Data records:
+ + + + +
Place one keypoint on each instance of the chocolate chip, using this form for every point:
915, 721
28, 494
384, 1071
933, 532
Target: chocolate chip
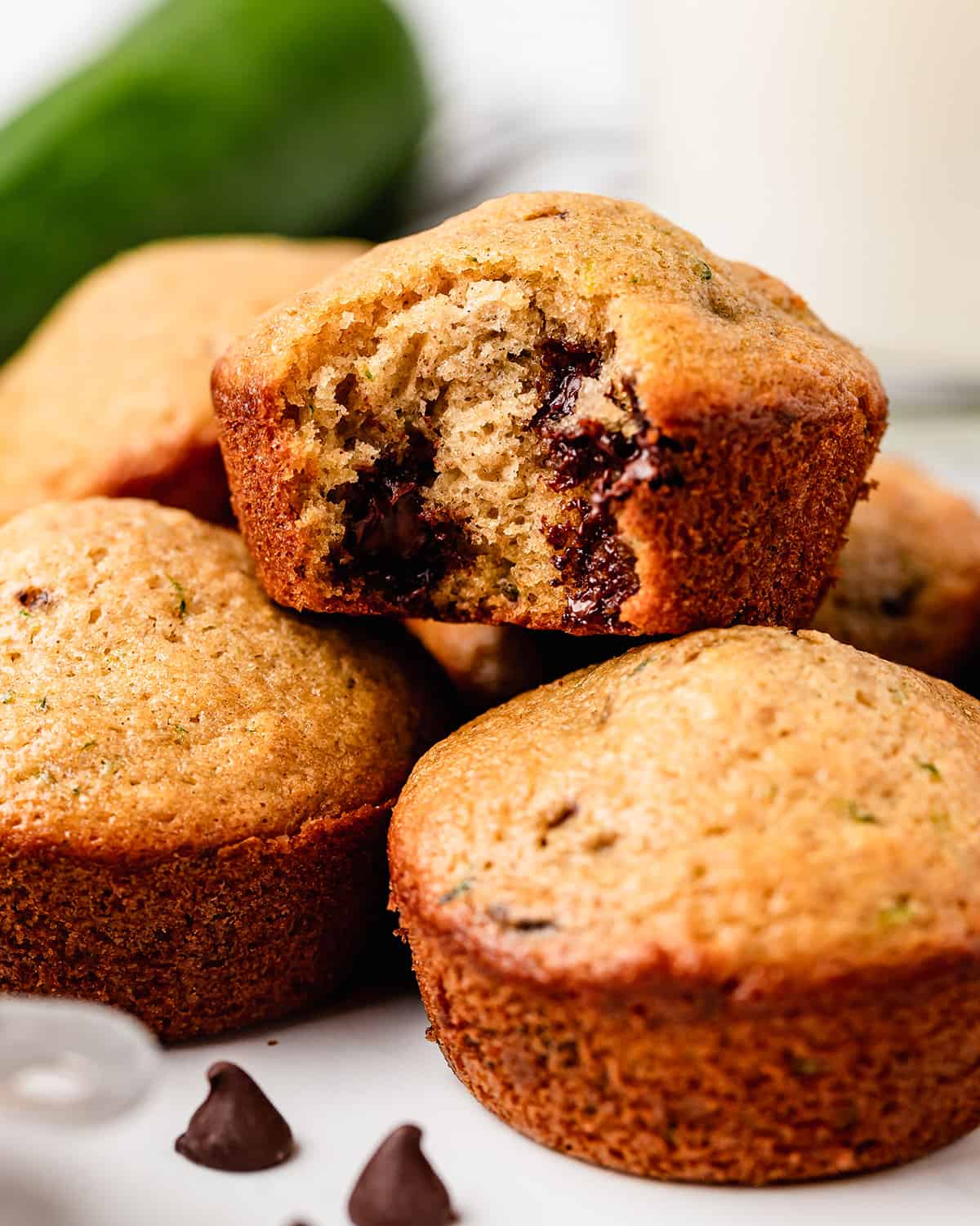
+ + + + +
» Requirements: Please rewrite the whole listing above with "keypoint" swapped for "marker", keeping everything else the same and leaving out any pictures.

» Answer to the exercise:
Place one marker on each instance of the chocolate chip, using this form for every point:
915, 721
28, 494
384, 1071
933, 532
Target: chocolate chip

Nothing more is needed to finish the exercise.